§ Set task
List every line of the records that contains the word "dark", copying each such line in full. Matching is case-sensitive.

§ Given entries
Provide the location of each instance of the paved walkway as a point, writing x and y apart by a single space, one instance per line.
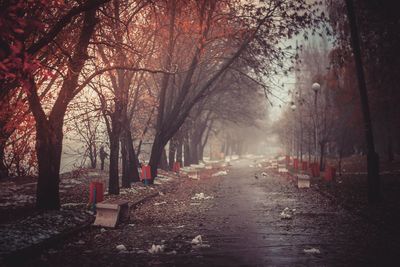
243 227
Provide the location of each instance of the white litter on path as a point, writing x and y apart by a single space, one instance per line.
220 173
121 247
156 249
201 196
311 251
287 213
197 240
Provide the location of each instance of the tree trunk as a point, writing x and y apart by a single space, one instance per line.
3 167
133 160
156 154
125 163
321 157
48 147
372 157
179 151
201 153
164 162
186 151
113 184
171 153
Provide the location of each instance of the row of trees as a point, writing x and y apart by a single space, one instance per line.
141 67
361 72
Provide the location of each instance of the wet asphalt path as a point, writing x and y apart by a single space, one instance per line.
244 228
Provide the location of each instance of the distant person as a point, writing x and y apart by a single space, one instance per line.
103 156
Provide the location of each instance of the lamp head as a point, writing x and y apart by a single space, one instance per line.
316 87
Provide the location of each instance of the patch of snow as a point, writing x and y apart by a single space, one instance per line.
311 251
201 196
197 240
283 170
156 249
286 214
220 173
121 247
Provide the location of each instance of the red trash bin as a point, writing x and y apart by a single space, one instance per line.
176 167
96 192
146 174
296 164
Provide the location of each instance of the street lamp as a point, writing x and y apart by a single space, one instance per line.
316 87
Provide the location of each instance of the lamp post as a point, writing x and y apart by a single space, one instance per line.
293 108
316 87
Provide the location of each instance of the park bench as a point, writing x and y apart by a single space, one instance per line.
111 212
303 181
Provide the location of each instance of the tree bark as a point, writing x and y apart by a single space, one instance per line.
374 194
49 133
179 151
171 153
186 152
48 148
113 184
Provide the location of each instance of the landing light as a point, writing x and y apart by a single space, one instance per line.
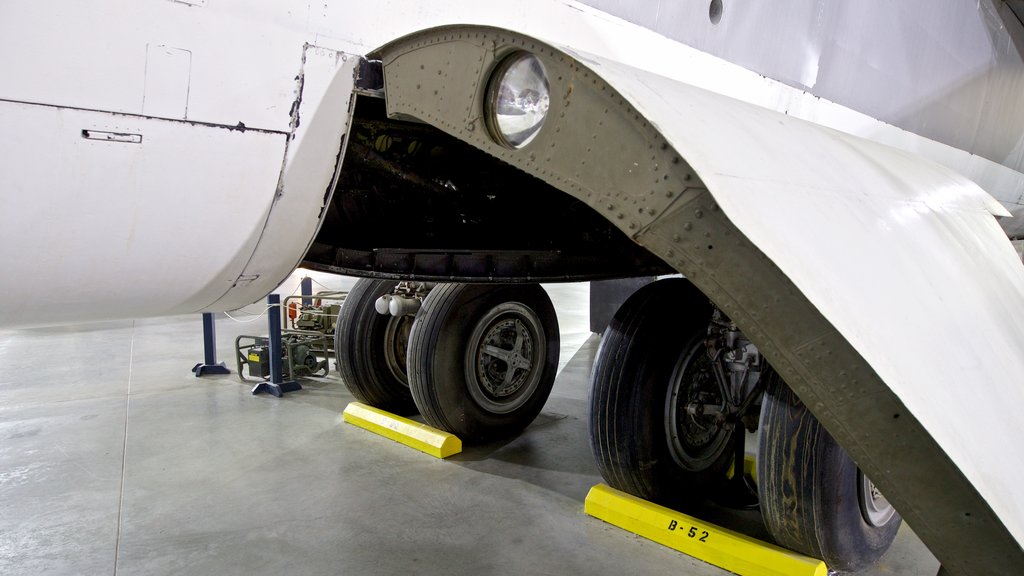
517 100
--
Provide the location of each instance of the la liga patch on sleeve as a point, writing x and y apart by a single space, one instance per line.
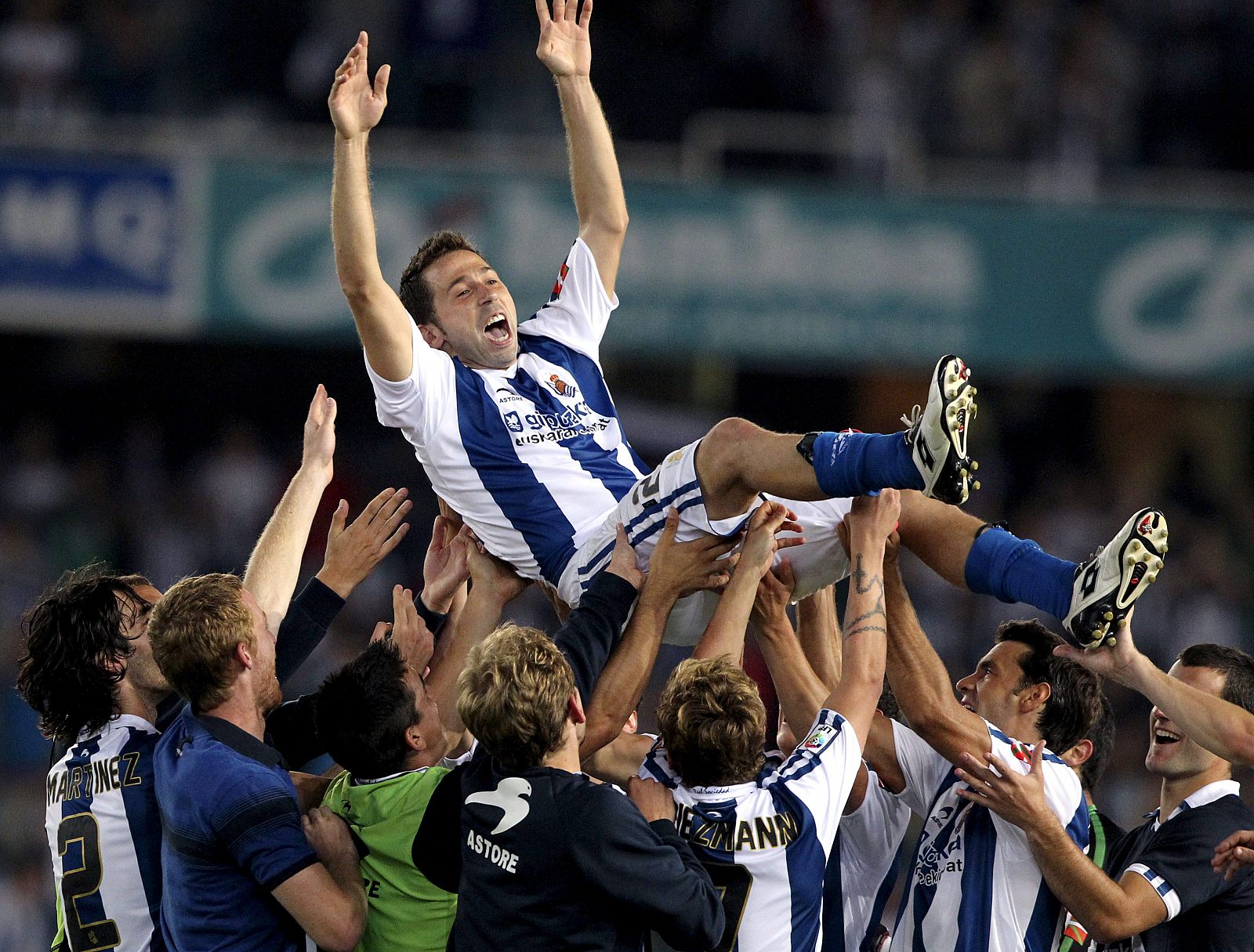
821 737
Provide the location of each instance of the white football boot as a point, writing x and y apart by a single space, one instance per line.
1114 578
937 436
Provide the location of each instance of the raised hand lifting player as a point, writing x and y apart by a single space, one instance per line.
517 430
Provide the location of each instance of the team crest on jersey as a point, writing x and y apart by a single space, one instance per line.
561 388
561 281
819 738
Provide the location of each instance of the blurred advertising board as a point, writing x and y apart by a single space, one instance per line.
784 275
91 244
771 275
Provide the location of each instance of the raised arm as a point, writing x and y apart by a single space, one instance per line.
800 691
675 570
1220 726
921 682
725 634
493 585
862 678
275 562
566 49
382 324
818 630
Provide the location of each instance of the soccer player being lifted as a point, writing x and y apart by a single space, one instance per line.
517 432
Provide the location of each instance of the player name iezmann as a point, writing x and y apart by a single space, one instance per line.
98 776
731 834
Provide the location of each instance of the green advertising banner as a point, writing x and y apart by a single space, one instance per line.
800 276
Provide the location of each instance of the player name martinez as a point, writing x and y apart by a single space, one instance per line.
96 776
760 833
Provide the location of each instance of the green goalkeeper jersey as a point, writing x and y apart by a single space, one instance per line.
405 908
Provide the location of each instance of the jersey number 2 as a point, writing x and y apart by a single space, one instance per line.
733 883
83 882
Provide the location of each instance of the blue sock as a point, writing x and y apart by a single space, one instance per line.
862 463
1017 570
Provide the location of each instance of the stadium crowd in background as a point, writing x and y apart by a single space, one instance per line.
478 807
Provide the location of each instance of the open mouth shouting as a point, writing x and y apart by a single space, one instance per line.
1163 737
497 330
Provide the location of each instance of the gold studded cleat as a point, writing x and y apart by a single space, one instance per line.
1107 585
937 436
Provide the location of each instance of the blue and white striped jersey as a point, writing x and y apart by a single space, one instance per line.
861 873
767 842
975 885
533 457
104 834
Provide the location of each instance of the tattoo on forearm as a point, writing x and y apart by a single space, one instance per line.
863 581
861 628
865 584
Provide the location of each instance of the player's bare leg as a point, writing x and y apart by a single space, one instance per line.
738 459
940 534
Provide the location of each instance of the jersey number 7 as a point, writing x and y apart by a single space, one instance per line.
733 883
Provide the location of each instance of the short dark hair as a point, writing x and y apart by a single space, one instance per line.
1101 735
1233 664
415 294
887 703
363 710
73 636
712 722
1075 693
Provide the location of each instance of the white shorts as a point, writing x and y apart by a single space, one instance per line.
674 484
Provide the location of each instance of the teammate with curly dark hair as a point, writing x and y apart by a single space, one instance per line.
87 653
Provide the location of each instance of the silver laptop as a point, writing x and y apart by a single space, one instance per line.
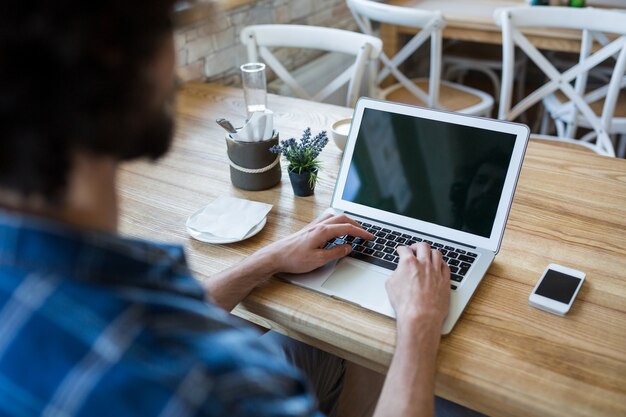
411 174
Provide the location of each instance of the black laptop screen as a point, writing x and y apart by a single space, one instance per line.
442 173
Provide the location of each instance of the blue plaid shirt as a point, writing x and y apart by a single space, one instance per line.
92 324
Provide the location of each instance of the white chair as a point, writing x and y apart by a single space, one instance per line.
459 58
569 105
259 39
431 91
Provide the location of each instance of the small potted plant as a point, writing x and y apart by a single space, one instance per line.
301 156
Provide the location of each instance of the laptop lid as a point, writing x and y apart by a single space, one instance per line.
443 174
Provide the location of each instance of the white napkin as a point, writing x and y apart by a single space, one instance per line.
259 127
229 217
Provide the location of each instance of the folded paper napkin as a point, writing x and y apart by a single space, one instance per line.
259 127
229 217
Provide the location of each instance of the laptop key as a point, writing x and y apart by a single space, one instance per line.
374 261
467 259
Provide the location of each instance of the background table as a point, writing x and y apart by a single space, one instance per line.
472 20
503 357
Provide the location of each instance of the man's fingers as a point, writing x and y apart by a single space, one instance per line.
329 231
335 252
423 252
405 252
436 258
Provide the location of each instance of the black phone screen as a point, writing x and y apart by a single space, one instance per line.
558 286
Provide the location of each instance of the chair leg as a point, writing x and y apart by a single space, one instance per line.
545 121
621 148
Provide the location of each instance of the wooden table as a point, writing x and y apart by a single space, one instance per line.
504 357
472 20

§ Final result
Provide the location of each instance of the short dark hair as a point, writing x and y apart by a single space, one instance per line.
Provide the location of each instance of the teammate with curly dark hair as a point, writing x and y apart by a single space, one instance per line.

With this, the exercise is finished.